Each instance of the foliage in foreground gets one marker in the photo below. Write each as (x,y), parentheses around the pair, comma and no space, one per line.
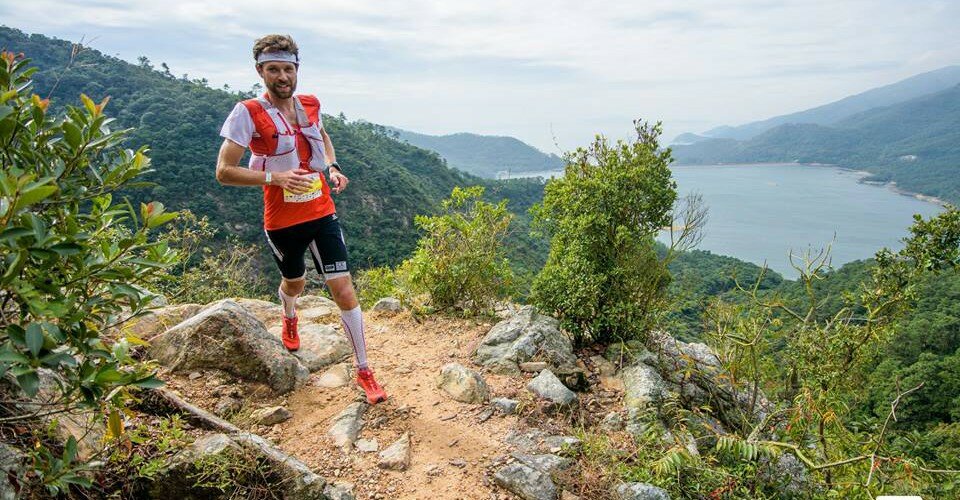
(603,278)
(74,263)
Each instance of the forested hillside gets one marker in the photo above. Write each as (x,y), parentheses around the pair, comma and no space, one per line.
(484,155)
(180,118)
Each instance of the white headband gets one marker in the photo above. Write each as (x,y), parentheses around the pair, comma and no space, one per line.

### WHAT TO DO
Retype the data exactly as it stands, but keep the images out of your copy.

### RESULT FOR THIS TASK
Each instance of the foliage in foreground gets one marker in the photo below. Write each as (x,y), parentheses around the pair, comma and no space, one per line.
(603,278)
(74,263)
Each instance of the forested hillside gets one marker in the photo above. Write each as (x,y), parentheses around the pair, comma and no space, one per line.
(484,155)
(180,118)
Each instance of the white headband gets one marker in the photo above. Write each as (x,y), parentheses around the pair, comma and no space, one per line.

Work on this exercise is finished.